_What the exercise asks_
Format all of these lines as a Markdown table with the columns "No." and "Line", giving each non-blank line its own numbered row. Leave the pictures out.

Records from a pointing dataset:
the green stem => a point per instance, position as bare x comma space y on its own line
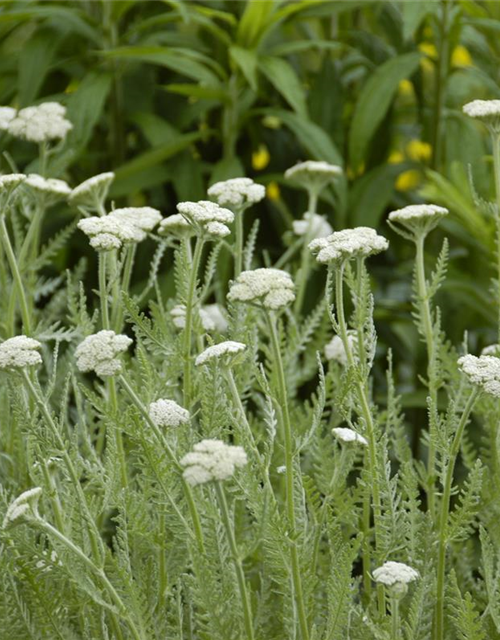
98, 571
240, 575
425, 313
305, 260
16, 275
190, 302
161, 438
496, 167
290, 502
362, 394
445, 508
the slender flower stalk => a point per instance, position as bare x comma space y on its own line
290, 502
445, 509
238, 566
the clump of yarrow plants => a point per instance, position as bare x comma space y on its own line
221, 464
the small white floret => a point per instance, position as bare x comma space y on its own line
19, 352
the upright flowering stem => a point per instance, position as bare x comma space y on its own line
306, 254
495, 137
16, 275
445, 509
365, 411
425, 313
189, 319
163, 441
290, 503
240, 575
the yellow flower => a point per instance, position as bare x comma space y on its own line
461, 57
419, 151
273, 191
408, 180
395, 157
406, 88
260, 158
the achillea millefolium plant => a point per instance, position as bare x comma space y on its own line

_Solution to the problem_
| No. | Line |
|---|---|
| 1 | the green stem => a point per instance, position as bare x comma space y on its own line |
| 2 | 98, 571 |
| 3 | 240, 575 |
| 4 | 425, 313 |
| 5 | 305, 260 |
| 6 | 16, 275 |
| 7 | 190, 302 |
| 8 | 161, 438 |
| 9 | 496, 167 |
| 10 | 290, 502 |
| 11 | 362, 394 |
| 12 | 445, 508 |
| 13 | the slender flower stalk => a point per instance, position as bare x comma space y on its own line |
| 14 | 290, 502 |
| 15 | 445, 509 |
| 16 | 238, 566 |
| 17 | the clump of yarrow plants => a point per instance, position as bare x comma space y on its own line |
| 18 | 221, 464 |
| 19 | the small white floret => a point per instance, position as bare x comma space y on its own line |
| 20 | 19, 352 |
| 21 | the upright flowering stem => a point per instance, position as bare x comma space y on its own line |
| 22 | 306, 254 |
| 23 | 495, 137 |
| 24 | 16, 275 |
| 25 | 445, 509 |
| 26 | 365, 411 |
| 27 | 425, 313 |
| 28 | 189, 319 |
| 29 | 163, 441 |
| 30 | 290, 503 |
| 31 | 240, 575 |
| 32 | the yellow flower => a point per instance, position as bare x comma space y on its own line |
| 33 | 461, 57 |
| 34 | 419, 151 |
| 35 | 273, 191 |
| 36 | 408, 180 |
| 37 | 395, 157 |
| 38 | 406, 88 |
| 39 | 260, 158 |
| 40 | the achillea millefolium plant => a point per instance, position as bare x comma space y on its own line |